-- SET PROBLEM A --
Reproduce the records from the line containing "Target: night sky" through the end of the records, requests included. Multiply each coordinate in the answers by 0.85 and round to whole numbers, with halves rounding up. Give only those lines.

-- DOCUMENT --
[<prev] [next>] [<thread-prev] [thread-next>] [day] [month] [year] [list]
Message-ID: <842a453d-3295-ffbd-f3dd-67baba1692d2@redhat.com>
Date: Mon, 27 Jun 2016 14:53:16 +0200
From: Hans de Goede <hdegoede@...hat.com>
To: Russell King - ARM Linux <linux@...linux.org.uk>
Cc: Marc Zyngier <marc.zyngier@....com>,
Maxime Ripard <maxime.ripard@...e-electrons.com>,
Thomas Gleixner <tglx@...utronix.de>,
Chen-Yu Tsai <wens@...e.org>,
Linux Kernel Mailing List <linux-kernel@...r.kernel.org>,
linux-arm-kernel <linux-arm-kernel@...ts.infradead.org>
Subject: Re: BUG?: kernel does not (re)set irq smp_affinity to reboot_cpu
Hi Russell,
On 27-06-16 13:31, Russell King - ARM Linux wrote:
> On Mon, Jun 27, 2016 at 12:55:26PM +0200, Hans de Goede wrote:
>> Hi Russel,
>>
>> On 27-06-16 11:45, Russell King - ARM Linux wrote:
>>> On Mon, Jun 27, 2016 at 10:13:05AM +0100, Marc Zyngier wrote:
>>>> I'm wondering if that's not an effect of this patch:
>>>>
>>>> https://lkml.org/lkml/2015/9/24/138
>>>>
>>>> missing on the ARM side (the corresponding arm64 patch is 217d453d473c).
>>>
>>> No, because we don't take the other CPUs offline through CPU hotplug at
>>> reboot - we stop them. That's because CPU hotplug involves scheduling,
>>> and a reboot can't be scheduled as it can happen from IRQ contexts.
>>>
>>> For a long time, we have not supported IRQs on any CPU after the system
>>> has gone down for halt/reboot/poweroff etc:
>>>
>>> ipi_cpu_stop() disables IRQs and FIQs before entering an infinite loop.
>>> machine_{halt,power_off,restart}() in arch/arm/kernel/reboot.c disables
>>> IRQs on the requesting CPU.
>>>
>>> So, IRQs get disabled on _all_ CPUs. Code after this point should not
>>> re-enable IRQs to be able to use drivers, which it sounds like what's
>>> happening in Hans scenario. Remember, as I've said above, these paths
>>> should not even be scheduling, and should never be reliant on receiving
>>> interrupts. *Especially* as they can themselves be called from IRQ
>>> context.

-- RAW RECORDS --
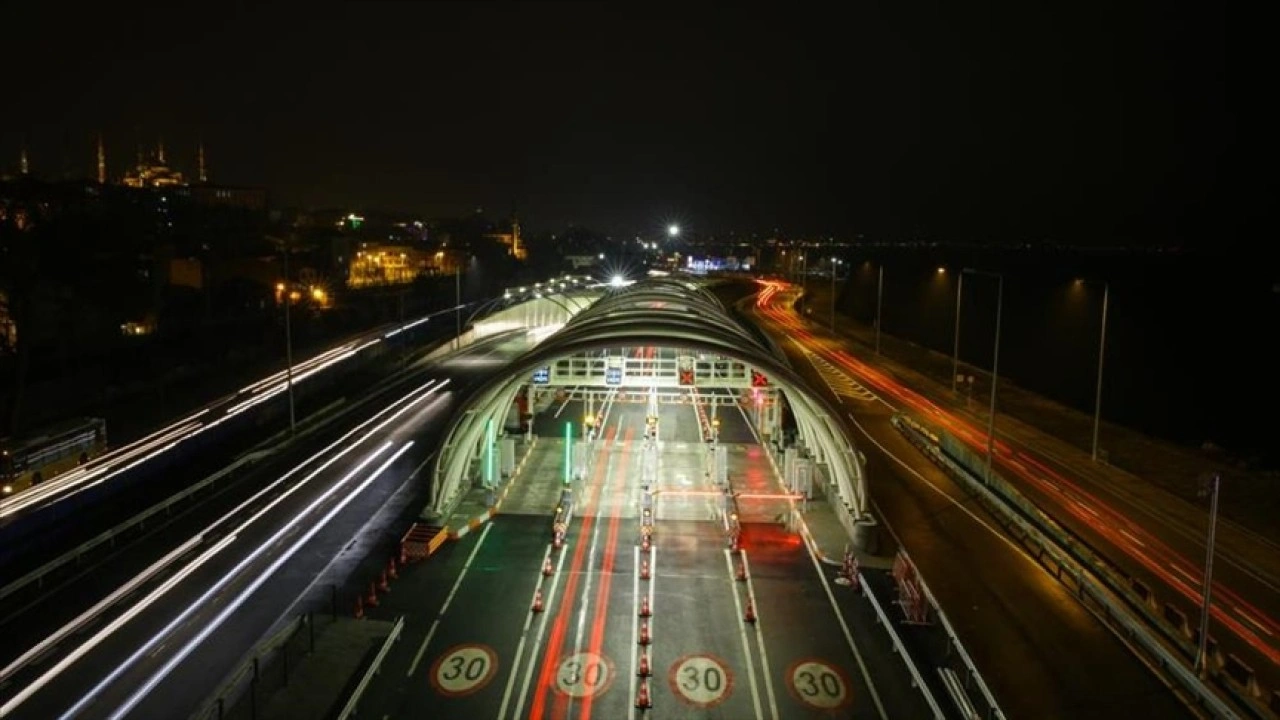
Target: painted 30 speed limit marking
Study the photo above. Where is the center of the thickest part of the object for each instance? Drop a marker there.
(464, 669)
(818, 684)
(584, 674)
(702, 680)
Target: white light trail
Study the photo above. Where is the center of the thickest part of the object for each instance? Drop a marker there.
(405, 404)
(240, 600)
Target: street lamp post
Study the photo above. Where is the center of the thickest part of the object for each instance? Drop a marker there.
(1102, 347)
(995, 363)
(955, 351)
(288, 340)
(835, 261)
(457, 304)
(880, 296)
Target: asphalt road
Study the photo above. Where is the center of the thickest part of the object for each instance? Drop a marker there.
(161, 648)
(1040, 651)
(475, 648)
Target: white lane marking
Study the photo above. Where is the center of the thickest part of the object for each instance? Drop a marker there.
(590, 564)
(457, 583)
(936, 488)
(1252, 620)
(759, 638)
(538, 639)
(1128, 534)
(844, 628)
(1185, 574)
(741, 629)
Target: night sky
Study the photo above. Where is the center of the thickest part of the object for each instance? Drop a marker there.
(952, 123)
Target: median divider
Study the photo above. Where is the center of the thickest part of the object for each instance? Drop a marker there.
(859, 580)
(1095, 583)
(350, 709)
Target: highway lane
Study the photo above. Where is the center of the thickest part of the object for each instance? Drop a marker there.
(177, 643)
(479, 651)
(1152, 547)
(201, 420)
(1040, 651)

-- SET PROBLEM B --
According to the mailing-list message, what does ipi_cpu_stop() disable before entering an infinite loop?

-- EXERCISE RESPONSE A --
Target: night sky
Study the photo above. Where is the center of the thickest part of the object for each instance? Drop a marker there.
(809, 105)
Target: median divider
Study the photo above. Where is the center of the thickest part of the object for each instance? Drop a marker there.
(730, 493)
(931, 496)
(298, 603)
Target: highway lane
Study the photo above. Where is the center of the thickest part of the object for each instance? Drop a marker there.
(150, 547)
(407, 553)
(979, 465)
(171, 357)
(884, 553)

-- EXERCISE RESPONSE B --
IRQs and FIQs.